**REQUIRED TASK:** Show each line below that contains the word "like".

[BEGIN INPUT FOR THIS TASK]

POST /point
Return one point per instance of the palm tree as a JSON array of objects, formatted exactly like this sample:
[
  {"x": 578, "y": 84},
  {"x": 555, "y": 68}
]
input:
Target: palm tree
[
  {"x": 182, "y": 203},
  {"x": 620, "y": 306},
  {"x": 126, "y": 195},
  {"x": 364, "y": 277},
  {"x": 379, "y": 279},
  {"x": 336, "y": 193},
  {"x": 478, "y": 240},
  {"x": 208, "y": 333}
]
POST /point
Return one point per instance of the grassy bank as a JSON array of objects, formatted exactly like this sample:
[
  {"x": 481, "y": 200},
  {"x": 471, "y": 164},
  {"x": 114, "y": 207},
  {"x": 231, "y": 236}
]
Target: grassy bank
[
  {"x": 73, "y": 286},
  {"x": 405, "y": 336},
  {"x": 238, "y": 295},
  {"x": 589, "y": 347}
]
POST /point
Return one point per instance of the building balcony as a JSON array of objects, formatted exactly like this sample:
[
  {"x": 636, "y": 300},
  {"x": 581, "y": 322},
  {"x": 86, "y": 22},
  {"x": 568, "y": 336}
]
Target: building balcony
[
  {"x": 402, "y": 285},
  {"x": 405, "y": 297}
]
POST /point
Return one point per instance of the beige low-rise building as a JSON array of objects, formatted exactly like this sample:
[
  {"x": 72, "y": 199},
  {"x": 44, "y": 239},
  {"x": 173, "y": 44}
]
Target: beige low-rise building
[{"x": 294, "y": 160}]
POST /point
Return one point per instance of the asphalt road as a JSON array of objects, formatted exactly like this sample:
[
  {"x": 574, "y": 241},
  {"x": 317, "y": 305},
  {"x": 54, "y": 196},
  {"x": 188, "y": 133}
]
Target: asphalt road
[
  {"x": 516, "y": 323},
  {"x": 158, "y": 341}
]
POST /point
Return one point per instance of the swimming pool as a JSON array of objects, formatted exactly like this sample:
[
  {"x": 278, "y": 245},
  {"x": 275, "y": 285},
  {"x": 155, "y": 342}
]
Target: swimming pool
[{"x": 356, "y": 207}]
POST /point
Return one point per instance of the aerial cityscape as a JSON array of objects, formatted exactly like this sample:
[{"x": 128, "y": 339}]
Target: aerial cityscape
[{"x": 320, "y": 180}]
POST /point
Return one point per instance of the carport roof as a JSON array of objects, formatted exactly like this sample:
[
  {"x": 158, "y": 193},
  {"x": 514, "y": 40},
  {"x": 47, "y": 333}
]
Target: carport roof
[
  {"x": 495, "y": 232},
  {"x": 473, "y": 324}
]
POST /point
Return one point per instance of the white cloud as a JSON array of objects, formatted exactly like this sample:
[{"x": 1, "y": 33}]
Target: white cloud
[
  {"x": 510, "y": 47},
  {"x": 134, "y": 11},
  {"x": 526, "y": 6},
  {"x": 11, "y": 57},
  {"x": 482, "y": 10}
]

[END INPUT FOR THIS TASK]

**FINISHED ANSWER:**
Return one point per instance of the palm tree as a JSON array of objects, formatted exactly like this sample:
Return one point per instance of the grassy bank as a JSON array of objects, formatted exactly like this sample:
Return one point per instance of the building balcony as a JSON array of objects, formatted exactly like this sample:
Return one point per instance of the beige low-rise building as a JSON array of objects, formatted exactly like this sample:
Return one point per instance of the asphalt road as a JSON array of objects, formatted exactly like this sample:
Return one point per instance of the swimming pool as a JSON array of objects, formatted exactly like this sample:
Return one point per instance of the aerial cityscape as a JSON array of objects, formatted exactly like this sample:
Return one point per instance of the carport roof as a JSON array of objects, formatted exactly like this sample:
Return one point per instance of the white cloud as a JSON array of objects, formatted exactly like this sample:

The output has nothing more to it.